* **Provided passage**:

= = = = = = =

Reasonable Care — The degree of care that a sensible or careful person would give under the same or similar circumstances.
Rear-End Auto Accident — An automobile which is hit by another car from behind.
Recovery — Generally, compensation as a result of a settlement or formal judgment.
Restitution — Compensation for the loss caused to another.
Ruling — A decision made by a judge.
Scope Of Employment — Reasonable employee job duty expectations.
Settlement — An agreement to resolve a dispute amongst multiple parties.
Social Host Liability — The legal responsibility of a person (the “social host”) who provides alcohol to someone, who then sustains injuries or causes injury to another person because of his intoxication.
Statute — A law.
Statute of Limitations — Law which specifies the time within which parties must take legal action to enforce their rights. Limitations vary so it is strongly recommended that you consult with an experienced attorney.
Stipulation — Agreement by the attorneys or parties on opposing sides.
Strict Liability — Legal responsibility to another regardless of carelessness or intentions. A common example of this would be a dog owner’s responsibility for a dog bite injury.
Structured Settlement — An agreement where one party agrees to pay a monetary settlement over a period of time on a payment schedule as opposed to one lump sum payment. It is recommended not to enter into a structured settlement before careful examination of the party responsible for payment.
Subpoena — Command to appear at a certain place and time or to produce records or documentation.
Subrogation — An insurance company’s right to recover money it paid on your behalf.
Summary Judgment — A judge’s decision that resolves a matter of law based upon undisputed facts.
Supplier of Goods — In products liability, all parties involved in the supply of a product, which includes manufacturers, sellers, and dealers.
Supplemental Agreement — In a workers’ compensation, this is a form signed by the injured employee when there has been a change in his or her disability status.
Testimony — Evidence by a witness. This can be given at a deposition or trial.
Third Party Benefits — The amount of available coverage that the responsible party has in bodily injury and property damage.
Third Party — A party that can be partially or wholly responsible for an accident or injury..

= = = = = = =

[Natural-language object grounding data]

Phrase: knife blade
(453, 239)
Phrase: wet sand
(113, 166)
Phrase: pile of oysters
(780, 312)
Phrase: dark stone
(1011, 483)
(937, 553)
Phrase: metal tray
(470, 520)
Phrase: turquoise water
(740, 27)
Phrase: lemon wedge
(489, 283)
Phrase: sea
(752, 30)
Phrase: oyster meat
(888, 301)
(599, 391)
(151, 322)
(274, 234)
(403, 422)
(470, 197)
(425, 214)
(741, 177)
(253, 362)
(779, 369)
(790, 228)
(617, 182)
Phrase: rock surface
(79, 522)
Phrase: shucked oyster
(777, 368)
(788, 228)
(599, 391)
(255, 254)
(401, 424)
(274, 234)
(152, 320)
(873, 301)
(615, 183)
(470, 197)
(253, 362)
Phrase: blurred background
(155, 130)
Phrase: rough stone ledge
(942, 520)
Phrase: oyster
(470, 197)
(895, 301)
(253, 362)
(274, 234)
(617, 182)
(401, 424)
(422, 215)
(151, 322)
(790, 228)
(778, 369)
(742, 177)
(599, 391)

= = = = = = =

Please edit the stretch of the legal glossary from "Summary Judgment —" through "accident or injury.." by changing "deposition" to "hearing", and write out the revised stretch.

* **Task answer**:
Summary Judgment — A judge’s decision that resolves a matter of law based upon undisputed facts.
Supplier of Goods — In products liability, all parties involved in the supply of a product, which includes manufacturers, sellers, and dealers.
Supplemental Agreement — In a workers’ compensation, this is a form signed by the injured employee when there has been a change in his or her disability status.
Testimony — Evidence by a witness. This can be given at a hearing or trial.
Third Party Benefits — The amount of available coverage that the responsible party has in bodily injury and property damage.
Third Party — A party that can be partially or wholly responsible for an accident or injury..